## BEGIN ARTICLE
Makes me think of my mothers tank.

She has a fishtank, she cleans the algae off it every now and then, if the filter clogs up she cleans it out. Never does a water change. Never did a cycle. Never lost a fish.

My, constantly cleaning, constantly water changing, constantly fussing over nitrates and etc, lost many many fish.

...I may start ignoring my tank. I don't know if I have enough live plants to consider it planted, have atleast 20 seperate storks of planted foliage in my 100 litre tank.. surely enough??
 
So basically, if I don't want all that hassle of monitoring all the millions of level like nitrates and nitrites, just plant up my tank heavily and my fish should thrive??
 
can i just but in a min...it's not as easy as 'just fill your tank up, plant it and leave it', in a planted tank we don't tend to use test kits as our ferts and C02 can give us false negatives on test readings. A lot of this all depends on your lighting, ferts, flow and C02.

if your wanting to go down this road (which i personally wouldn't recommend to a newb), give us some more details about your tank.
## END ARTICLE
*WHAT YOU WILL DO*:
a) In the aquarium discussion, why are test kits not usually used in a planted tank?
b) Resume the aquarium discussion after its final sentence and carry the thread forward.
## BEGIN DATASET RECORDS
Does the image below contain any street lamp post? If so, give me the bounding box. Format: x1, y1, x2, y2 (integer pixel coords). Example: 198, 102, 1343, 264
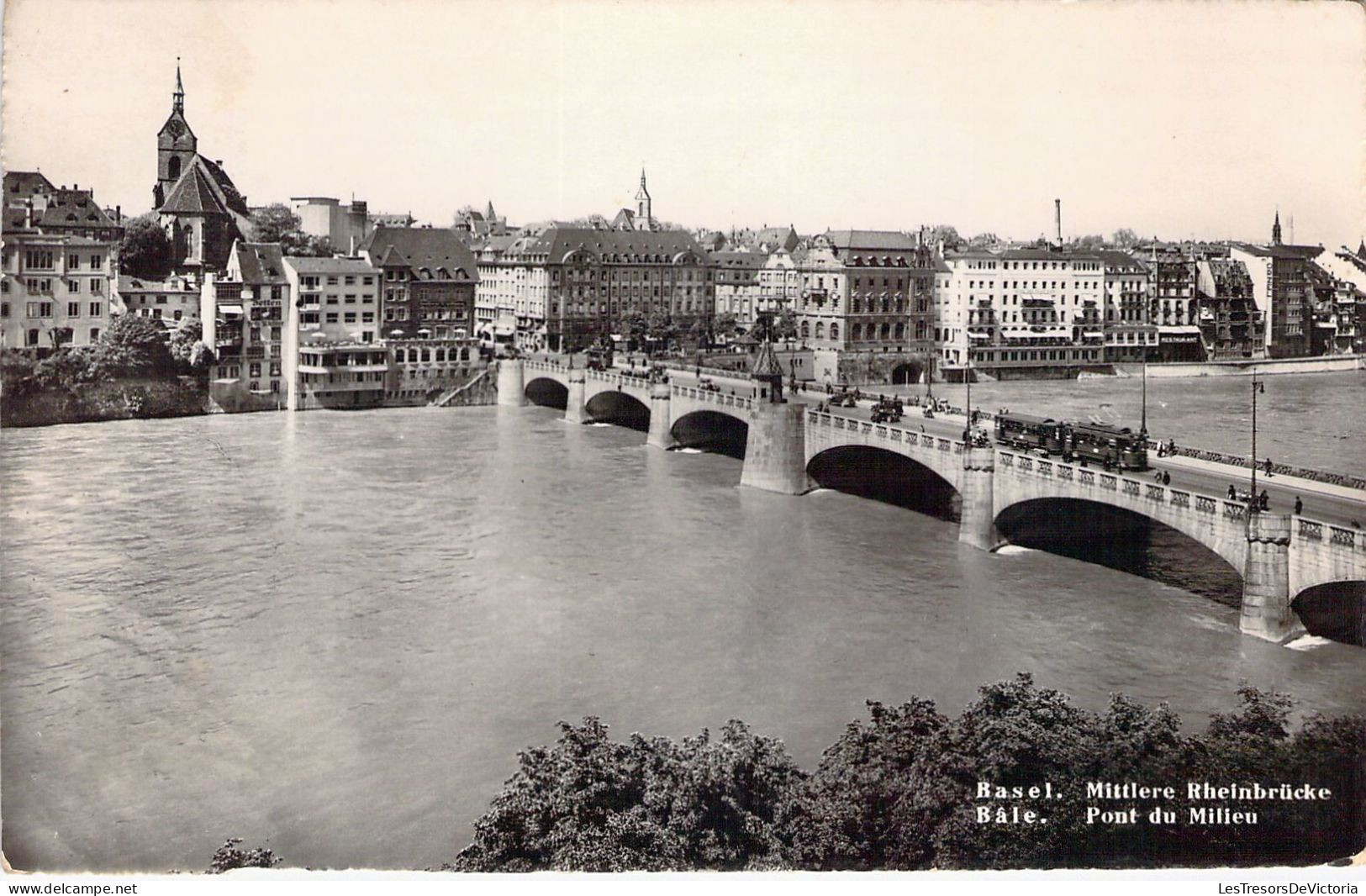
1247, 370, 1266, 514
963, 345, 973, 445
## END DATASET RECORDS
## BEGIN DATASET RECORDS
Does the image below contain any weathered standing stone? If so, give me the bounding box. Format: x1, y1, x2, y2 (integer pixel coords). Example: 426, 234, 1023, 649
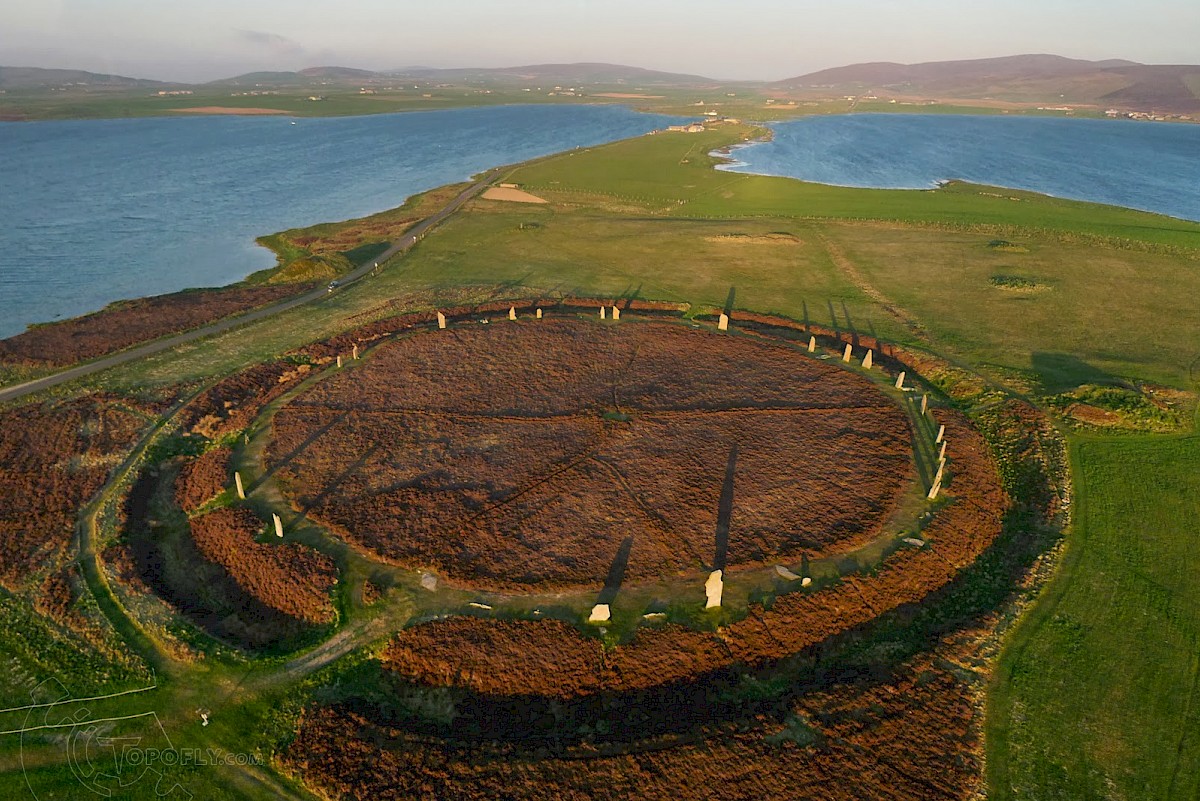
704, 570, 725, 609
## END DATASET RECORDS
*TASK-BY-TASK RESULTS*:
a) Fertilizers and CO2 can give false negatives on test readings.

b)
K I have 2 25g tanks (which i've had for 15 years now, but have been away from rish rearing for maybe 10 out of those 15). I have 2 cichlids in 1 tank but I am about to give them away; I want to start fresh with platys so you could say I have 2 new tanks. Only thing that concerns me is lighting: I have a philips 20w bulb, and after doing some research today, I realize that they are designed for the home. I know I have to up the wattage, but can i still use the same type of bulbs? The lights I see in my fish stores are much thinner and don't fit into my light fixture (as I said the thing is ancient). Maybe I just have to put out some $$ and get new fixtures and lighting huh? All this cycling and stuff is really new to me, back then I never heard of such a thing. So that's why this planted tank thing really caught my interest. Just doing as much reading and research as I can, and this seems to be an excellent place. Thanks for the reply btw
 
UNV Rasta, me and you both (Fishy16's Mum)Things have changed so much since back then its so confusing! I have 2x 30w Bulbs in my new Aquatropic 100(is this ok for the plants?). Im setting it up slowly and have my bog wood soaking but i want to plant loads and have a more natural than decorative tank. Im not using CO2 and im interested in the fertalisation, is it weekly and do you have to have anything under the gravel or will the plants take without it and do well?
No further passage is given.